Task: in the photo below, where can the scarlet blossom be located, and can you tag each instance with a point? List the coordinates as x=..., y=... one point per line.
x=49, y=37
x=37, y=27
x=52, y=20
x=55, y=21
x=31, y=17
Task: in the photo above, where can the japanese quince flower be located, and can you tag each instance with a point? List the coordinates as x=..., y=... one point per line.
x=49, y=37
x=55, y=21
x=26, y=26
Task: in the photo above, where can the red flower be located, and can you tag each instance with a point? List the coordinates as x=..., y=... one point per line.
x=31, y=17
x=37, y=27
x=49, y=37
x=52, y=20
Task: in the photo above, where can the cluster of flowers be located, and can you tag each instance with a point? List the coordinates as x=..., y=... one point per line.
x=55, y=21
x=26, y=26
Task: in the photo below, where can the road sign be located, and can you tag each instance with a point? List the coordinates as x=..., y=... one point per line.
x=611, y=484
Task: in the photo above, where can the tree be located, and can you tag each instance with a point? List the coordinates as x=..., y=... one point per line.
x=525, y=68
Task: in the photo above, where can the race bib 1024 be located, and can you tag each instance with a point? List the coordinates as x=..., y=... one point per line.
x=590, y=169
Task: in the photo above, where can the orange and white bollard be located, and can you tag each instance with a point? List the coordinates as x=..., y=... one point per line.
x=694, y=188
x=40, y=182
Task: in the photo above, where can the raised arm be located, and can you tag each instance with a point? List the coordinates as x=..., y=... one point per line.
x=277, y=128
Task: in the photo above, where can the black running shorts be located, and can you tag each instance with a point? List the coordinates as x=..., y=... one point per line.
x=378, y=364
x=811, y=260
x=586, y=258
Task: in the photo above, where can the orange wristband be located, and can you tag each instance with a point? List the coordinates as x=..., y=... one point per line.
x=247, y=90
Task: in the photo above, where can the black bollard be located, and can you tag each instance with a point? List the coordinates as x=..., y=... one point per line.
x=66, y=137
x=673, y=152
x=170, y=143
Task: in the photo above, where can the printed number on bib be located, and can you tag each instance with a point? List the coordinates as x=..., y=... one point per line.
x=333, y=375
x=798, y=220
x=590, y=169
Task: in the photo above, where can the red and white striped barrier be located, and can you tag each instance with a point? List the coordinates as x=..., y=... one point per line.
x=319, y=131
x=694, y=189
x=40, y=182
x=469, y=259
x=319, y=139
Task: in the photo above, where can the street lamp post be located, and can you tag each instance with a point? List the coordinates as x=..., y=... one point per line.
::::
Render every line of the material above as a Markdown table with two columns, Row and Line. Number each row and leave out any blank lines.

| Row | Line |
|---|---|
| 1 | Task: in the photo below, where can the scarlet blossom be located, and can you tag each instance with a point? List the coordinates as x=..., y=... one point per line. |
| 2 | x=49, y=37 |
| 3 | x=37, y=27 |
| 4 | x=52, y=20 |
| 5 | x=55, y=21 |
| 6 | x=31, y=17 |
| 7 | Task: in the photo above, where can the japanese quince flower be located, and can you tag each instance with a point? List the coordinates as x=..., y=... one point per line. |
| 8 | x=49, y=37 |
| 9 | x=55, y=21 |
| 10 | x=26, y=26 |
| 11 | Task: in the photo above, where can the red flower be located, and can you tag each instance with a point? List the coordinates as x=..., y=... one point per line. |
| 12 | x=31, y=17 |
| 13 | x=37, y=27 |
| 14 | x=49, y=37 |
| 15 | x=52, y=20 |
| 16 | Task: in the photo above, where can the cluster of flowers be located, and can you tag each instance with a point? List the coordinates as x=..., y=... one point per line. |
| 17 | x=55, y=21 |
| 18 | x=26, y=26 |
| 19 | Task: in the photo below, where can the road sign be located, and can you tag each instance with a point? List the coordinates as x=..., y=... one point per line. |
| 20 | x=611, y=484 |
| 21 | Task: in the photo above, where can the tree be located, and can you tag each instance with a point? List the coordinates as x=..., y=... one point per line. |
| 22 | x=525, y=68 |
| 23 | Task: in the photo above, where can the race bib 1024 be located, and can you tag each instance with a point? List the coordinates as x=..., y=... one point per line. |
| 24 | x=590, y=169 |
| 25 | Task: in the photo above, where can the orange and white bollard be located, and can you tag each instance with a point? List the coordinates as x=..., y=... one point per line. |
| 26 | x=694, y=188 |
| 27 | x=40, y=182 |
| 28 | Task: in the photo above, where can the raised arm be located, and can you tag each instance with a point? List the coordinates as x=..., y=... one point per line. |
| 29 | x=277, y=128 |
| 30 | Task: in the photo above, where can the black running shorts be located, and can you tag each instance with a point? List the coordinates as x=..., y=... one point per line. |
| 31 | x=378, y=364 |
| 32 | x=811, y=260 |
| 33 | x=586, y=258 |
| 34 | Task: in the photo above, where can the orange wristband be located, and can you tag each instance with a point? List the coordinates as x=..., y=... one point per line. |
| 35 | x=247, y=90 |
| 36 | Task: in the photo above, where can the black bollard be located, and can you tag each instance with a point? List the coordinates as x=..., y=... one point per line. |
| 37 | x=66, y=137 |
| 38 | x=673, y=152 |
| 39 | x=170, y=143 |
| 40 | Task: in the photo above, where can the printed number on bib be located, and can you tag each instance with a point? List the coordinates as x=..., y=... one point per line. |
| 41 | x=333, y=375 |
| 42 | x=798, y=220 |
| 43 | x=590, y=169 |
| 44 | Task: in the photo above, where can the red and white striped barrier be located, and can you tag each instance with a point? List the coordinates as x=..., y=... one point per line. |
| 45 | x=319, y=131 |
| 46 | x=694, y=189 |
| 47 | x=40, y=182 |
| 48 | x=469, y=259 |
| 49 | x=319, y=139 |
| 50 | Task: in the photo above, where can the street lamp post be located, and can you tag each instance with a point? List the coordinates as x=..., y=... one point per line. |